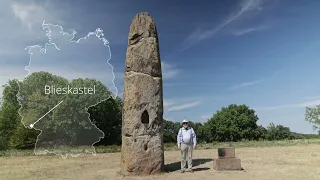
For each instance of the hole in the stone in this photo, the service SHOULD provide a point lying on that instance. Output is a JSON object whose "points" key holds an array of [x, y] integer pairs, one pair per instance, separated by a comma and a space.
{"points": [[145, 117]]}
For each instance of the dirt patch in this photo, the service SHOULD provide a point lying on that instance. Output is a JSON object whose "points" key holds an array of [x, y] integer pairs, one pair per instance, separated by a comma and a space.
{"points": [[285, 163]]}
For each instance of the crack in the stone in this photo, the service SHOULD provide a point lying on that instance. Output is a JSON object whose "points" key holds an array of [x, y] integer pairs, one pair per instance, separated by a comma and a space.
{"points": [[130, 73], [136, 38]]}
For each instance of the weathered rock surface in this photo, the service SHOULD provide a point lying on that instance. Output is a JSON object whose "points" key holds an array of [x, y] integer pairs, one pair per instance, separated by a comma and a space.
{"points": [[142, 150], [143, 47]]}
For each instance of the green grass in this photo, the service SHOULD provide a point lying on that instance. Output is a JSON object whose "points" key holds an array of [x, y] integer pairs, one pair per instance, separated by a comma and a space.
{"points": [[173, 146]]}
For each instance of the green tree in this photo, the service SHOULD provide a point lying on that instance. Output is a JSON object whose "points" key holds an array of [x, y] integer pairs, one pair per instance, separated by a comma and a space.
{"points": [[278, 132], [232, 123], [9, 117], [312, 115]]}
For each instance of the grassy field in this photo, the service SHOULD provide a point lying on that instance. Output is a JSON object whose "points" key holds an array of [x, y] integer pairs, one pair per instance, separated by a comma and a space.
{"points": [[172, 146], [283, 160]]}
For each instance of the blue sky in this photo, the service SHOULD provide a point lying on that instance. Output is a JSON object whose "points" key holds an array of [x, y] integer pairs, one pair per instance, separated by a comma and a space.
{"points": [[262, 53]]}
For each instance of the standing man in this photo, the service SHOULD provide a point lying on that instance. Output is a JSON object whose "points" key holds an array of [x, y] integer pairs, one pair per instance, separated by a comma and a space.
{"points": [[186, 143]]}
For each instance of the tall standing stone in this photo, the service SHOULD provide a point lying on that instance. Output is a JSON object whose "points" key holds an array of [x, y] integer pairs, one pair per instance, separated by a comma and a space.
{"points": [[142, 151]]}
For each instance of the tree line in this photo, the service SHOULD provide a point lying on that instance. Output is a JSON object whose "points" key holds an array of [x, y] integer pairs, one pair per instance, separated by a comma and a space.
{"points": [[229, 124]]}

**WHAT THE EXERCISE ASKS:** Please copy every one of the records above word for word, omitting the pictures.

**FULL OUTPUT:**
For each instance of the hole in the stone in this photo, the service SHOULD provide a point lying on that instance. Output is a JSON object whose "points" key holds an array of [x, y] integer pairs, one pair per instance, separated by a comma and a space.
{"points": [[145, 117]]}
For each instance of the dirt patch in this photo, the service SHOULD provide a point lying on that instance. Output is a JSON object whose "points" key holds an array of [x, y] integer pairs, one pair per instance, separated by a comma and a space.
{"points": [[285, 163]]}
For each instance of the crack in the stone in this photo, the service SHOULD provide a point lying on that instance. Output is a JSON object whose "points" key holds an array of [x, y] integer pairs, one pair per instance, separated by a comma and a space.
{"points": [[130, 73], [136, 38]]}
For each instance of the weathered rock surface in this photo, the service SHOULD provide a point lying on that instance. Output is a JSON object whose "points" key holds an array of [x, y] integer pairs, one pair per instance, separated by a comma and a space.
{"points": [[142, 150], [143, 47]]}
For each instance of the green grass in this photo, the service SHOULD provide a point lying on that instance. Output is a JSON object whose "points" key holds an array of [x, y] integer pairs, one pair per instance, separated by a comma and a space.
{"points": [[173, 146]]}
For each instance of the green tree in this photo, the service SHOULD provide a point lying on that instance. Output is a JSON object whose "points" key holds an array of [x, y] integer pairs, one pair per instance, separated by a comma and a space.
{"points": [[278, 132], [232, 123], [9, 117], [312, 115]]}
For each instance of the grassy field in this photo, the service SHOULD provide a point lying on that instance. Output is a JSON object whose "points" key holds an array of [x, y] integer pairs, one pair per instance, separated by a comma and a space.
{"points": [[172, 146], [283, 160]]}
For each instance of the blue sky in this photo, the service SHOULD provide a point lying on that instance. Output is a JSON object whose "points" key holds an array of [x, y] integer pairs, one pair per instance, separated by a comma and a space.
{"points": [[262, 53]]}
For each instance of the standing man in this photo, the service SHOULD provide a point lying on that instance. Output is a JSON object whose "points" key holds an array of [x, y] integer pairs, one pair per instance, separated by a comma and a space.
{"points": [[186, 143]]}
For each instance of the tall standing stone in this photo, the service SHOULD provide a point lying on that instance. Output is a JSON object whose "points" key holds an array of [x, y] integer pairs, one pair per instance, separated by a comma and a space.
{"points": [[142, 151]]}
For each instance of the tree line in this photo, the service SHOULD provide a point lying on that instance. Output is a JSON object whose "points" key holds an array of [x, y] integer pairs, one pair per instance, separated by a comma and a space.
{"points": [[229, 124]]}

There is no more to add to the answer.